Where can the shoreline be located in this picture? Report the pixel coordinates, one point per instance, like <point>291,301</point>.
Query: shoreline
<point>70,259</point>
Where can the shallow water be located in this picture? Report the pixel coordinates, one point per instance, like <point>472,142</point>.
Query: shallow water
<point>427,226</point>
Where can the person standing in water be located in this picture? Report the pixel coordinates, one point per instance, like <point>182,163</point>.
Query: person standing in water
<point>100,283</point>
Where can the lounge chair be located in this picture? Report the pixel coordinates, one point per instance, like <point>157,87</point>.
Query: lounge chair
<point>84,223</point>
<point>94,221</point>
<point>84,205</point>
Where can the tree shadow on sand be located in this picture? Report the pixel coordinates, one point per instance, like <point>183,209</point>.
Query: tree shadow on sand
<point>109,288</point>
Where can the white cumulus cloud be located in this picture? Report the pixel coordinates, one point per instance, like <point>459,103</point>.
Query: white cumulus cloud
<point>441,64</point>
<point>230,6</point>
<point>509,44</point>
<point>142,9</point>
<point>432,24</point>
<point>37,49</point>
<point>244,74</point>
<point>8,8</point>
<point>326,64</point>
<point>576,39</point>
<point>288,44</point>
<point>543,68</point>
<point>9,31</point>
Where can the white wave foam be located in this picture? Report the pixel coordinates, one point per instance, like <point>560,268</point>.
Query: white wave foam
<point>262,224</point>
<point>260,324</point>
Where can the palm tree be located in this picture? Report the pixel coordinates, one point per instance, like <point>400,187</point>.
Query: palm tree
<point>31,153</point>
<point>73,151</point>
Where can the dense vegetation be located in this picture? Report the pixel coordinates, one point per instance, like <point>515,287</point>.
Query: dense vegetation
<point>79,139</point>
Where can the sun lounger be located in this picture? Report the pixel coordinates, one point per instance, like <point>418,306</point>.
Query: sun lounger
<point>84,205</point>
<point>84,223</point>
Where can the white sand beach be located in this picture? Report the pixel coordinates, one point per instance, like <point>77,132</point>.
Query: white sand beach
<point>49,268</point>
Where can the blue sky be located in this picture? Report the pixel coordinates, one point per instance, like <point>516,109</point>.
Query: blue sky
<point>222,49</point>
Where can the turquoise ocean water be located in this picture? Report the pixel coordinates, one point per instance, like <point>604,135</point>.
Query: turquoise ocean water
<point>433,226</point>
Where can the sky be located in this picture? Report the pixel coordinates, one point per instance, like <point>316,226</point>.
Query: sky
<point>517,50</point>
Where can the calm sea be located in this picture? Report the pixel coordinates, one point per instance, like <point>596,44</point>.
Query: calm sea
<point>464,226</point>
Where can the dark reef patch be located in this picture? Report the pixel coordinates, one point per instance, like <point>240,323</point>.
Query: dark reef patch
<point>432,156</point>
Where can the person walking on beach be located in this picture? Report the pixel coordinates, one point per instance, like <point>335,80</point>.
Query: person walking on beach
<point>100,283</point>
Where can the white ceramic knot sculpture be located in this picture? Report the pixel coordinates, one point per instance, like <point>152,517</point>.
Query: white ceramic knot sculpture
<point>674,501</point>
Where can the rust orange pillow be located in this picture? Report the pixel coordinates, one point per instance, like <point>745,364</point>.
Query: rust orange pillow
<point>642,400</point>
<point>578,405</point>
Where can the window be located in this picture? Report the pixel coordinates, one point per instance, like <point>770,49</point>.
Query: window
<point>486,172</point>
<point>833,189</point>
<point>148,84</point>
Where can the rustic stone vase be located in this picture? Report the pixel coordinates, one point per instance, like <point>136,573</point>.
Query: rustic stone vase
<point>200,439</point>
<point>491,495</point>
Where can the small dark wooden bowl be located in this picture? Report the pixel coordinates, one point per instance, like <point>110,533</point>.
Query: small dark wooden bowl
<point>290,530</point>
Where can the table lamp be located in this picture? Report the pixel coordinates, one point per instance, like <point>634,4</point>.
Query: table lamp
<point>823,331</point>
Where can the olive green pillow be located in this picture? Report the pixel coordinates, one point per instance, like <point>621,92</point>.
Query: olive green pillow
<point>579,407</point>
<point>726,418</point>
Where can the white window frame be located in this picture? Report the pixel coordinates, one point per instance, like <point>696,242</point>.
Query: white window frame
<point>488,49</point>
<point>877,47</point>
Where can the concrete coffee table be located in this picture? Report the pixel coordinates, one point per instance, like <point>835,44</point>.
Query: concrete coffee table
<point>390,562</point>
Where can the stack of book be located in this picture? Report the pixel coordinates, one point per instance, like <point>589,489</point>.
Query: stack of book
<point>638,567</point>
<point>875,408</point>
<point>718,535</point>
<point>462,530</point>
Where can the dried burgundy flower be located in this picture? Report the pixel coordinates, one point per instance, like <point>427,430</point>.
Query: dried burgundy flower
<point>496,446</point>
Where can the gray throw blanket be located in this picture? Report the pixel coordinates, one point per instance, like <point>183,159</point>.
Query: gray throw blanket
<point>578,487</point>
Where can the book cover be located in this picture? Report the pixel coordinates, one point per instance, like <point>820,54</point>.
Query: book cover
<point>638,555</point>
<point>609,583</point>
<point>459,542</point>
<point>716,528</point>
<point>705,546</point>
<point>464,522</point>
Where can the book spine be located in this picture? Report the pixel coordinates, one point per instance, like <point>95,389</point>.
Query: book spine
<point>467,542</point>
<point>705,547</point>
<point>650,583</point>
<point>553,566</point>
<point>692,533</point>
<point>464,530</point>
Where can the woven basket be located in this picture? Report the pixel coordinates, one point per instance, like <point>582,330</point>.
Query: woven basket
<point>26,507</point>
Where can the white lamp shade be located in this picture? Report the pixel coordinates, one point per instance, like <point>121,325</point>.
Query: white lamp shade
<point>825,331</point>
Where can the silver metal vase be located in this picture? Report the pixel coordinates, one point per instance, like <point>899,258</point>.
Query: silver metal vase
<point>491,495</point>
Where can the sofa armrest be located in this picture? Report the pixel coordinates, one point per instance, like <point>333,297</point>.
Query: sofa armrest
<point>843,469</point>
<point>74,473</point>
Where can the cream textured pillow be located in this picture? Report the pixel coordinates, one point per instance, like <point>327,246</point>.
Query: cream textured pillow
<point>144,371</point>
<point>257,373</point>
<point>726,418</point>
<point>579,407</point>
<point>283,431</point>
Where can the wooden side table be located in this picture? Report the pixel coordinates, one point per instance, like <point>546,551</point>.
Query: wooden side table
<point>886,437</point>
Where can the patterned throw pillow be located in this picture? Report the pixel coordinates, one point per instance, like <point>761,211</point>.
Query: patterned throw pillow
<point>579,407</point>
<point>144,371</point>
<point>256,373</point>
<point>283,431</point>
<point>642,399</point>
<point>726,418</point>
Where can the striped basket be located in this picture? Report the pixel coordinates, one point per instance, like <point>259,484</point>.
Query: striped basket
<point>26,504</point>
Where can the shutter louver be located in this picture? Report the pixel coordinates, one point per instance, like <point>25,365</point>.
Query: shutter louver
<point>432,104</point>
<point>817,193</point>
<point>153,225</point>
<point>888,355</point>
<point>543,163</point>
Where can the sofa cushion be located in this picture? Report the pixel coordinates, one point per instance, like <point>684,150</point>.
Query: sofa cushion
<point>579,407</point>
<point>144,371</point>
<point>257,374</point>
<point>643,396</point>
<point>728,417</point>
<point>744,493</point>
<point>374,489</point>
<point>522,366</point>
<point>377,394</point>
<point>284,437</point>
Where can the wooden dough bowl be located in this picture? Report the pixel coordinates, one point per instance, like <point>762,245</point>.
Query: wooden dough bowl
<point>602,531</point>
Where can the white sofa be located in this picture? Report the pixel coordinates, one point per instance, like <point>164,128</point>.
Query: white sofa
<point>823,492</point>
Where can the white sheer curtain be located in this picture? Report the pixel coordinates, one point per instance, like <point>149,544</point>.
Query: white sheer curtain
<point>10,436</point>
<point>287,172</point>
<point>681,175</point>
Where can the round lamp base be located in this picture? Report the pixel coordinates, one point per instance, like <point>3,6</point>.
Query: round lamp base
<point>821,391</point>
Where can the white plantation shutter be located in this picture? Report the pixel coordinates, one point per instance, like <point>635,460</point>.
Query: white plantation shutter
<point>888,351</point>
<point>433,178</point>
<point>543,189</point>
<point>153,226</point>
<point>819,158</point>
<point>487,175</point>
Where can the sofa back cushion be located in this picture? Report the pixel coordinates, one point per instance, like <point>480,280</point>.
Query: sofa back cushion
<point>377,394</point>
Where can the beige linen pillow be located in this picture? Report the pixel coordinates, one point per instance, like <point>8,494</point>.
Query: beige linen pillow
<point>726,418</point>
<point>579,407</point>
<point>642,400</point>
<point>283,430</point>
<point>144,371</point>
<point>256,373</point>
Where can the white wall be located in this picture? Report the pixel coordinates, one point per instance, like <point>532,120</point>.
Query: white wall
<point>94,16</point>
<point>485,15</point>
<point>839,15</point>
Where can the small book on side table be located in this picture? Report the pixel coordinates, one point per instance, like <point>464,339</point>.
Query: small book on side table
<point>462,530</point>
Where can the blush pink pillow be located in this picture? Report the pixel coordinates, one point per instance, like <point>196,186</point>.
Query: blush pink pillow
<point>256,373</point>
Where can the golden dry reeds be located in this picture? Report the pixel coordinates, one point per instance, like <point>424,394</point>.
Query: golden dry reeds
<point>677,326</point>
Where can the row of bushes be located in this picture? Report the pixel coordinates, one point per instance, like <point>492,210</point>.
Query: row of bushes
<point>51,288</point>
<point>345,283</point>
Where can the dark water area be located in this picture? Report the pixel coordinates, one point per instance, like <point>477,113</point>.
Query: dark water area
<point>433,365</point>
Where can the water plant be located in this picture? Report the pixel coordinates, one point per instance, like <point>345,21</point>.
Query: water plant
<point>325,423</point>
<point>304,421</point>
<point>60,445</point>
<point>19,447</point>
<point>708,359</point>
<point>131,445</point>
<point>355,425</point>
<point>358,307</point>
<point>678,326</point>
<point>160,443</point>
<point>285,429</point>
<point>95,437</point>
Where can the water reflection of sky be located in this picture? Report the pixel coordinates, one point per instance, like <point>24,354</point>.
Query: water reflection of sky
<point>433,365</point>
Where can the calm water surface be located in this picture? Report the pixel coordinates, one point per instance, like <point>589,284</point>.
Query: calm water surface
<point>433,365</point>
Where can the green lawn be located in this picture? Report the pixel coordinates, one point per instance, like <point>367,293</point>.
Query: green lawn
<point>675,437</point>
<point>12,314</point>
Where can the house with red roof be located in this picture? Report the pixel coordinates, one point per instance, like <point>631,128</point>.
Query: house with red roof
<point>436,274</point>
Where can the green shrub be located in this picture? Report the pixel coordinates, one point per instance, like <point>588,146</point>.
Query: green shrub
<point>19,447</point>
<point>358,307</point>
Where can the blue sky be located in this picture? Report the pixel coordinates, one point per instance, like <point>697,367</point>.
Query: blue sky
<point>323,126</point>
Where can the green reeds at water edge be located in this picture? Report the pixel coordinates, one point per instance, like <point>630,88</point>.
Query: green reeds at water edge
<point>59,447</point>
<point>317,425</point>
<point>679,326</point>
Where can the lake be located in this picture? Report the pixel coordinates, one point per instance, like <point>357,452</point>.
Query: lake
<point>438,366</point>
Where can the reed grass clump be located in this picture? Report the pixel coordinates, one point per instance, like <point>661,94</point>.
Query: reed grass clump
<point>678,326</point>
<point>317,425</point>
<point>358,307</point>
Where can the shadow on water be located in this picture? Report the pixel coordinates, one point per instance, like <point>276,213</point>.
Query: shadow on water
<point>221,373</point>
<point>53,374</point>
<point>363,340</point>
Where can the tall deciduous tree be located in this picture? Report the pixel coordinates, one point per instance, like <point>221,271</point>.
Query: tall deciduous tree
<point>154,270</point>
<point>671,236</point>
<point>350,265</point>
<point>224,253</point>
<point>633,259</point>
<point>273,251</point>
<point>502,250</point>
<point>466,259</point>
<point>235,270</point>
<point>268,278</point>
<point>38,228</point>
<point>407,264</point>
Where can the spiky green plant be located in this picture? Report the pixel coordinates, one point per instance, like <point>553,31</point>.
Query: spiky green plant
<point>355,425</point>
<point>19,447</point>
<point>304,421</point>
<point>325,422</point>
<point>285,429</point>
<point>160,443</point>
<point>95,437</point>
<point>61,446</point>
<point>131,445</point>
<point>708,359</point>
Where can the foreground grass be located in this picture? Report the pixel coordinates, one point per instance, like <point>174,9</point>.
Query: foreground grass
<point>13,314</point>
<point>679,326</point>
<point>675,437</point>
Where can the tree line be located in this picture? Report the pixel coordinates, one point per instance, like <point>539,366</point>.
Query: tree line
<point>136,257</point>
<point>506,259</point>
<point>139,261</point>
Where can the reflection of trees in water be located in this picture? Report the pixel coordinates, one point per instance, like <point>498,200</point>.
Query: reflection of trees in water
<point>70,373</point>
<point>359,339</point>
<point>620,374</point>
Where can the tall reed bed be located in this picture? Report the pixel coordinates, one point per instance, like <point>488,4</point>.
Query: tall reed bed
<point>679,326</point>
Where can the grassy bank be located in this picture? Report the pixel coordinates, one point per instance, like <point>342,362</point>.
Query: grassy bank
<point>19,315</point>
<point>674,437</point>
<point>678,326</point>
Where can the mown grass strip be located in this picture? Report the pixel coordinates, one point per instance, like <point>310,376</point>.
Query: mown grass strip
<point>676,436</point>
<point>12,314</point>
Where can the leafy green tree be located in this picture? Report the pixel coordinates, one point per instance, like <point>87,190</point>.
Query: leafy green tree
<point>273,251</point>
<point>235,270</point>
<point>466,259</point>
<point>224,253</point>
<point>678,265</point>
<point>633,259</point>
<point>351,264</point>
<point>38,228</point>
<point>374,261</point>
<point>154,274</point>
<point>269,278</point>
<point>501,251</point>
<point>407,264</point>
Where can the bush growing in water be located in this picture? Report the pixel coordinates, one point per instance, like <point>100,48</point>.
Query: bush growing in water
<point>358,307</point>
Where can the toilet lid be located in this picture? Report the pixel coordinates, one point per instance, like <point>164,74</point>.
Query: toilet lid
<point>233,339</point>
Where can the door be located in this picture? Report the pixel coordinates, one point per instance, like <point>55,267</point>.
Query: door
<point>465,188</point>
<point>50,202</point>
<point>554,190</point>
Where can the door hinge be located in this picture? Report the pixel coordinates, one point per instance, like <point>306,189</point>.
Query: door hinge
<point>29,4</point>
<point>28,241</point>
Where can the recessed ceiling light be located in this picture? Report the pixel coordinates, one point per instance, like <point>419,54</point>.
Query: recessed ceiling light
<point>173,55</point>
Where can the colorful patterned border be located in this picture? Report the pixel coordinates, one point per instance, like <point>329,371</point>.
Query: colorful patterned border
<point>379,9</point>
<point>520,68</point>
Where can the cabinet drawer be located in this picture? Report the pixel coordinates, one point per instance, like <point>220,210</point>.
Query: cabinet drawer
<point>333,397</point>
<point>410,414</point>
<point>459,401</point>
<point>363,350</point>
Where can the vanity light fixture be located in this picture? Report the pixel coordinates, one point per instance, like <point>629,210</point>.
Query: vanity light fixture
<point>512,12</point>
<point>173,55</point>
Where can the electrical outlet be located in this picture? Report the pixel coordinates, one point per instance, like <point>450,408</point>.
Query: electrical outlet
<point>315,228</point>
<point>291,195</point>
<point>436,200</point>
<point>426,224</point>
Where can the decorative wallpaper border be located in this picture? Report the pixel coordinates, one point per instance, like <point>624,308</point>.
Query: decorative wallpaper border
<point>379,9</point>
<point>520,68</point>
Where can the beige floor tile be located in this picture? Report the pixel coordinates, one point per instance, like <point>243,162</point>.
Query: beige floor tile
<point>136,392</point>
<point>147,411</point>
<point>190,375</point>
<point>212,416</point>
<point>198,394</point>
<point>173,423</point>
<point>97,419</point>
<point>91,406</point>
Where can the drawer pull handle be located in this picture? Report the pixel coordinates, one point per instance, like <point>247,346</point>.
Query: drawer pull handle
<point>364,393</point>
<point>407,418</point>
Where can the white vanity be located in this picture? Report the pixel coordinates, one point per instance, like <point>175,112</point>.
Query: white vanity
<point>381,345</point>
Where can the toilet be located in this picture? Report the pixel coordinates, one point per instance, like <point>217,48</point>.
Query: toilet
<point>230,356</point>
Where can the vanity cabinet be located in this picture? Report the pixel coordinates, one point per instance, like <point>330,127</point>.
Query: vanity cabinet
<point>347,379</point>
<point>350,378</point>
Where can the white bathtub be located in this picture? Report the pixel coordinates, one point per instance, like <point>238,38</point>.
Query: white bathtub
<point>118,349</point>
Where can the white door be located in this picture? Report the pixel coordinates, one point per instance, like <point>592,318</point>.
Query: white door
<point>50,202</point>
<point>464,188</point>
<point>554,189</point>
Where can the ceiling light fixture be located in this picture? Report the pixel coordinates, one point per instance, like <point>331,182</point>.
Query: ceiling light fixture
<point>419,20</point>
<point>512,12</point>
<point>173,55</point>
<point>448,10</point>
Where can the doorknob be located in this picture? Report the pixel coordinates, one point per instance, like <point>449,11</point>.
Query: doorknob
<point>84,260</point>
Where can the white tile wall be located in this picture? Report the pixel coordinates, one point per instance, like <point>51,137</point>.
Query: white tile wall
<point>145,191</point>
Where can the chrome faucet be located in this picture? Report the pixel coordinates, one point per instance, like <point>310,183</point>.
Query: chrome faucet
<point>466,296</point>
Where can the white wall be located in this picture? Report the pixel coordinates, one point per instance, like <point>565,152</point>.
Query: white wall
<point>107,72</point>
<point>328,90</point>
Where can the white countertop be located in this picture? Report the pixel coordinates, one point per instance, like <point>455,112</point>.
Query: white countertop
************
Repeat the line containing "Where can the chrome" and all subsequent lines through the final line of the data, exactly and with no others.

Where can the chrome faucet be located in this picture? Report the pixel coordinates, one point per instance, like <point>310,183</point>.
Query: chrome faucet
<point>466,296</point>
Where can the white wall be located in this picture? Report the pixel coordinates, one point per instance, like <point>565,152</point>.
Query: white wall
<point>107,72</point>
<point>328,90</point>
Where can the white countertop be located in this picture? Report the pixel coordinates, one point per instance, like <point>455,112</point>.
Query: white countertop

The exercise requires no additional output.